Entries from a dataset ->
* START *

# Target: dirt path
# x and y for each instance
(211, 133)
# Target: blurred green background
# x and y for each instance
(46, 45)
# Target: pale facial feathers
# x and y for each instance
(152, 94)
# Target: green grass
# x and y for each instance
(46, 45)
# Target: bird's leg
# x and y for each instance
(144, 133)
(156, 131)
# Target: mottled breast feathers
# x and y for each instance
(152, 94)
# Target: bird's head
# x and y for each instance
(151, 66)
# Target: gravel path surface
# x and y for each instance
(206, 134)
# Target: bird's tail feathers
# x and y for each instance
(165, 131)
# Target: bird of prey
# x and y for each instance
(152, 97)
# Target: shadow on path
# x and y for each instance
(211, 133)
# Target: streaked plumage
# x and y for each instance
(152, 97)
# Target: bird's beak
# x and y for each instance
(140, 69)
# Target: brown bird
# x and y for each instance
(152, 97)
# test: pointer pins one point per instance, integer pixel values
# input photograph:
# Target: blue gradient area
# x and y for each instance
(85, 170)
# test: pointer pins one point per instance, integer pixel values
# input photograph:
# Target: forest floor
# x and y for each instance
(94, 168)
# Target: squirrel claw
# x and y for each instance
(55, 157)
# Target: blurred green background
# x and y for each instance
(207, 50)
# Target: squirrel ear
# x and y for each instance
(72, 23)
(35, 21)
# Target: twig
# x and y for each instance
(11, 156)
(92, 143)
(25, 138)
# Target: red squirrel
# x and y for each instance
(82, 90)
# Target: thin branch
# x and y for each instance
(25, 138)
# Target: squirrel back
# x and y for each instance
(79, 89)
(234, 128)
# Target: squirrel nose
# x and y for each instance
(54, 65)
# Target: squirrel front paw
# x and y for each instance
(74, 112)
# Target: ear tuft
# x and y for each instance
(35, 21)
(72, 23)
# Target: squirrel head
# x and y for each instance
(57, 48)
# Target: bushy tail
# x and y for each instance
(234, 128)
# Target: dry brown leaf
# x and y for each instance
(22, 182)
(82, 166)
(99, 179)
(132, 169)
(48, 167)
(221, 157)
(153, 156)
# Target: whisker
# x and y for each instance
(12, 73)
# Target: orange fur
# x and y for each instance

* END *

What to do -> Please reproduce every one of the entries above line for line, without any changes.

Answer for the task ->
# Target: dirt path
# x and y for each instance
(211, 133)
# Target: blurred green background
# x and y for each instance
(46, 45)
# Target: pale facial feathers
# x and y for each instance
(152, 94)
# Target: green grass
# x and y for each instance
(46, 45)
# Target: bird's leg
# x and y for each instance
(144, 133)
(156, 131)
# Target: mottled breast feathers
# x and y for each instance
(152, 94)
# Target: bird's head
# x and y for each instance
(151, 66)
# Target: gravel path surface
# x and y for each instance
(206, 134)
# Target: bird's tail feathers
# x and y for each instance
(165, 131)
# Target: bird of prey
# x and y for each instance
(152, 97)
# Target: shadow on path
# x and y for each instance
(211, 133)
# Target: streaked plumage
# x and y for each instance
(152, 97)
# Target: bird's beak
# x and y for each instance
(140, 69)
# Target: brown bird
# x and y for each instance
(152, 97)
# test: pointer pins one point per instance, integer pixel values
# input photograph:
# Target: blue gradient area
# x and y for each instance
(85, 170)
# test: pointer pins one point per instance, integer pixel values
# input photograph:
# Target: forest floor
# x and y for each instance
(94, 168)
# Target: squirrel claw
# x and y for each instance
(55, 157)
# Target: blurred green background
# x and y for each instance
(207, 50)
# Target: squirrel ear
# x and y for each instance
(72, 23)
(35, 21)
# Target: twig
# x and y for each instance
(11, 156)
(92, 143)
(25, 138)
# Target: red squirrel
# x and y for each instance
(82, 90)
# Target: thin branch
# x and y for each instance
(25, 138)
# Target: squirrel back
# x and y for each instance
(79, 89)
(234, 128)
# Target: squirrel nose
# x and y for each instance
(54, 65)
# Target: squirrel front paw
# x and y for each instance
(74, 112)
# Target: ear tuft
# x and y for each instance
(35, 21)
(72, 23)
# Target: squirrel head
# x and y for each instance
(57, 48)
# Target: bushy tail
# x and y for each instance
(234, 128)
# Target: dry brown leaf
# x and y for each instance
(22, 182)
(82, 166)
(99, 179)
(132, 169)
(48, 167)
(221, 157)
(153, 156)
# Target: whisker
# x and y for each instance
(12, 73)
# Target: orange fur
# x and y for each instance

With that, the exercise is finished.